Records from a data source:
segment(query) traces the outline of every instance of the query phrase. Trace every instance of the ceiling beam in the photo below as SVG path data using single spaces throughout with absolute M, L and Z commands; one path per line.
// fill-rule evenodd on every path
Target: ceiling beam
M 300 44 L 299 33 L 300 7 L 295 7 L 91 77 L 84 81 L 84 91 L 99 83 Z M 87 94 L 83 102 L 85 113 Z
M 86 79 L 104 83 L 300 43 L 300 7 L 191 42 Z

Problem requirements —
Repeat each line above exactly as it stands.

Your solution —
segment(query) traces the outline of every instance of the query phrase. Trace every instance of the ceiling beam in the photo below as SVG path data using single spaces throughout with absolute M, L and Z commands; one path per line.
// fill-rule evenodd on every path
Target: ceiling beam
M 300 44 L 299 33 L 300 7 L 295 7 L 91 77 L 84 81 L 84 91 L 99 83 Z M 87 94 L 83 102 L 85 113 Z
M 86 79 L 104 83 L 300 43 L 300 7 L 191 42 Z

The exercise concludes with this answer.